▶ **What you should do**
The entries below should be transcribed in their entirety, exactly as written.

[START]

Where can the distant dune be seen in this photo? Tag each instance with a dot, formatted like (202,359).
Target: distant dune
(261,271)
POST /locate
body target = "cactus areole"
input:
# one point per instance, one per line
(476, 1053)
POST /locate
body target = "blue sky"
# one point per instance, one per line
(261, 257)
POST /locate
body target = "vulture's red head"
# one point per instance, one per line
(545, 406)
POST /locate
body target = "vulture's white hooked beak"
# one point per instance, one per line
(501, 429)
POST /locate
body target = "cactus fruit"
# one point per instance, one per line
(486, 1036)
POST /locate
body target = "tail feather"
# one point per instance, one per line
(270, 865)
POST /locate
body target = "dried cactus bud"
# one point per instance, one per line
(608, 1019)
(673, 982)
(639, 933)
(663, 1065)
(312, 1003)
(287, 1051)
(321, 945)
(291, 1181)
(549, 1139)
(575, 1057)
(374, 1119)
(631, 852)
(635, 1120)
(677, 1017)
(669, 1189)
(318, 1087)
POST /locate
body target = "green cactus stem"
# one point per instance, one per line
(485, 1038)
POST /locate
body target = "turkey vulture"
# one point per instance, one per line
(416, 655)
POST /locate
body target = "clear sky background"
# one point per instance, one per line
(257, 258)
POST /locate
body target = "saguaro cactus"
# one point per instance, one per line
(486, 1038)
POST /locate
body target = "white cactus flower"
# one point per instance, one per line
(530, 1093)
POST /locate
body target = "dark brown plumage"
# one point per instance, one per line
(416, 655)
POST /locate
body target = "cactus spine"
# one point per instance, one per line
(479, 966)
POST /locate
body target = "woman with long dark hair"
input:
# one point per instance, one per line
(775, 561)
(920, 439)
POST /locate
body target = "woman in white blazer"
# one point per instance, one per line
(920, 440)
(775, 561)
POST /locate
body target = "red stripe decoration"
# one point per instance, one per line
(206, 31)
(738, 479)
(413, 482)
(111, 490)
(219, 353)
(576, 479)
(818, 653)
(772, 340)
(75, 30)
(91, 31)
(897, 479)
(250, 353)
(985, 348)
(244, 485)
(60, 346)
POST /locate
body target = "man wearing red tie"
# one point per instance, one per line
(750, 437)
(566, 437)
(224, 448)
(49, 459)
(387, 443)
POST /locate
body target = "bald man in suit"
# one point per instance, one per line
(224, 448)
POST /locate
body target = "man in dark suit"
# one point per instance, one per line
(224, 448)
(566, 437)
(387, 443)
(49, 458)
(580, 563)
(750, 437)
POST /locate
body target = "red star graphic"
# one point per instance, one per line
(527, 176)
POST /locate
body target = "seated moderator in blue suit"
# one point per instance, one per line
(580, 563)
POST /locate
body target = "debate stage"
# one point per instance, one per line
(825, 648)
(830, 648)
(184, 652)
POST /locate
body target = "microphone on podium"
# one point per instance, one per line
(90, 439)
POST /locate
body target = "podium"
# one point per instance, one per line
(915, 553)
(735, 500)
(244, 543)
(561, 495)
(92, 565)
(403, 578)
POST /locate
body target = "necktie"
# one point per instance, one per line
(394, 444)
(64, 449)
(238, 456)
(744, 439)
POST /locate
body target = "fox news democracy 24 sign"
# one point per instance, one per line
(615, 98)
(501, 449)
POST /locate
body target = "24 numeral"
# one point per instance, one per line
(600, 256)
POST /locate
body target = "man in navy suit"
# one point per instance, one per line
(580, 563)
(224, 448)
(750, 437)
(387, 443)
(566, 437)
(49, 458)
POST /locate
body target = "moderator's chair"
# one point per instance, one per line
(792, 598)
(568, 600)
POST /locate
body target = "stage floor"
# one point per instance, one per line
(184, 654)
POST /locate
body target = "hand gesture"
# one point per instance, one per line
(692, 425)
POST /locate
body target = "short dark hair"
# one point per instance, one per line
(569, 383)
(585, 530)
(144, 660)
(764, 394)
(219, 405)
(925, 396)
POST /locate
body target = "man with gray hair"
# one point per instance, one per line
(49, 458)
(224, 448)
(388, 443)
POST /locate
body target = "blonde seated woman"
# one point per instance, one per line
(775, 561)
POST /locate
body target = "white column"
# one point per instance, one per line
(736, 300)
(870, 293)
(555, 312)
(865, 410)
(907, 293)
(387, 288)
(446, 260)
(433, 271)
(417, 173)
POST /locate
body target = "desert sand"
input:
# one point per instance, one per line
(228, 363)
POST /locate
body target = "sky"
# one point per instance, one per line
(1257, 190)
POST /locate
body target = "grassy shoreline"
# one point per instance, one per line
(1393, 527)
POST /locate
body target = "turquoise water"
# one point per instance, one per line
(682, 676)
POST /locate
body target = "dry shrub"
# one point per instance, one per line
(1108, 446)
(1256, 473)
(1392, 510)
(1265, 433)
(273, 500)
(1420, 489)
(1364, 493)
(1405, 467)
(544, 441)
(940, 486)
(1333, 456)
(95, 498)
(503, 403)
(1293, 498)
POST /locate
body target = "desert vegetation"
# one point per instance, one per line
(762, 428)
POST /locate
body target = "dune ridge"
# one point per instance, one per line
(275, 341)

[END]

▶ **Output below**
Where can the distant dune be seen in this photo? Tag each instance with a dot, formatted like (202,359).
Target: distant dune
(261,271)
POST /locate
body target = "cactus areole"
input:
# one point per instance, one per line
(476, 1053)
POST /locate
body target = "blue sky"
# one point per instance, one per line
(261, 257)
POST /locate
body target = "vulture's red head"
# one point per instance, one per line
(545, 406)
POST /locate
body target = "vulture's white hooked beak"
# one point per instance, one per line
(501, 429)
POST /locate
body target = "cactus fruit"
# one point per instance, one per line
(486, 1036)
POST /locate
body target = "tail feather"
# one point per instance, one per line
(270, 865)
POST /locate
body target = "dried cactus bud"
# one point per instance, one per line
(608, 1019)
(673, 982)
(639, 933)
(663, 1065)
(312, 1003)
(287, 1051)
(321, 945)
(291, 1181)
(549, 1139)
(575, 1057)
(374, 1119)
(631, 852)
(635, 1120)
(677, 1017)
(669, 1189)
(318, 1087)
POST /locate
body target = "green cactus stem"
# one point per instance, one per line
(485, 1038)
POST /locate
body target = "turkey vulture"
# one point per instance, one per line
(416, 655)
POST /locate
body target = "clear sky background"
# one point per instance, one per line
(257, 258)
POST /locate
body target = "saguaro cactus"
# one point per instance, one per line
(486, 1038)
POST /locate
body target = "white cactus flower"
# one point per instance, one per line
(530, 1093)
POST /locate
body target = "dark brown plumage"
# one point per instance, one per line
(416, 655)
POST /locate
body target = "cactus spine"
# one point per instance, one per line
(479, 966)
POST /locate
body target = "woman with long dark hair"
input:
# one point per instance, one per line
(775, 561)
(920, 439)
POST /locate
body target = "woman in white blazer"
# one point per instance, one per line
(920, 440)
(775, 561)
POST /locate
body target = "red stripe decoration"
# one point per instance, one per line
(206, 31)
(738, 479)
(413, 482)
(111, 490)
(219, 353)
(576, 479)
(818, 653)
(772, 340)
(75, 30)
(91, 31)
(897, 479)
(250, 353)
(985, 348)
(244, 485)
(60, 346)
POST /locate
body target = "man wearing red tie"
# one point per instance, one per line
(750, 437)
(566, 437)
(224, 448)
(49, 459)
(387, 443)
POST /locate
body target = "bald man in suit"
# one point per instance, one per line
(224, 448)
POST /locate
body target = "man in dark suit"
# one point per instance, one per line
(224, 448)
(566, 437)
(387, 443)
(49, 458)
(580, 563)
(750, 437)
POST /locate
body target = "red star graphic"
# one point per instance, one per line
(527, 176)
POST /locate
body target = "seated moderator in blue suit"
# one point per instance, one per line
(580, 563)
POST /locate
body target = "debate stage"
# one point per instance, one per line
(825, 648)
(830, 648)
(184, 652)
POST /locate
body target = "microphone on podium"
# one point per instance, one per line
(90, 439)
POST /locate
body target = "podium"
# one point per instance, one per line
(915, 553)
(735, 500)
(244, 543)
(561, 495)
(92, 565)
(403, 578)
POST /locate
body target = "necktie"
# one point per instance, one per line
(394, 444)
(64, 449)
(238, 456)
(744, 439)
POST /locate
body target = "fox news democracy 24 sign"
# one point per instance, one per line
(615, 98)
(501, 449)
POST /locate
body target = "24 numeral"
# one point per instance, one per line
(600, 256)
POST /locate
body target = "man in navy suit"
# one point per instance, one per line
(580, 563)
(224, 448)
(750, 437)
(387, 443)
(566, 437)
(49, 458)
POST /locate
body target = "moderator's chair"
# one point per instance, one per line
(792, 598)
(568, 600)
POST /locate
body target = "stage floor"
# one point per instance, one per line
(184, 654)
POST /locate
body target = "hand gesture"
# one point per instance, one per line
(692, 425)
POST /locate
body target = "short dark hair"
# one point per instance, one per line
(569, 383)
(585, 530)
(144, 660)
(764, 394)
(219, 405)
(925, 396)
POST /locate
body target = "man with gray hair"
# one point per instance, one per line
(49, 458)
(224, 448)
(388, 443)
POST /locate
body target = "blonde seated woman"
# one point per instance, one per line
(775, 561)
POST /locate
body target = "white column"
# one point per instance, one per line
(736, 300)
(870, 293)
(555, 312)
(865, 410)
(907, 293)
(387, 288)
(446, 260)
(433, 271)
(417, 173)
POST /locate
body target = "desert sand"
input:
# one point per instance, one per line
(228, 363)
POST /locate
body target = "sky"
# one point per instance, one per line
(1257, 190)
POST /locate
body target = "grassy shoreline"
# one point per instance, one per line
(1393, 527)
POST /locate
body target = "turquoise water"
# one point per instance, one per line
(682, 676)
POST /locate
body target = "dry shrub"
# one point per instance, one per line
(1108, 446)
(1256, 473)
(1392, 510)
(1265, 433)
(273, 500)
(1420, 489)
(1364, 493)
(1405, 467)
(544, 441)
(940, 486)
(1333, 456)
(95, 498)
(503, 403)
(1293, 498)
POST /locate
body target = "desert vegetation"
# one point per instance, one per line
(762, 428)
POST /locate
body target = "dune ridge"
# one point per instance, one per line
(275, 341)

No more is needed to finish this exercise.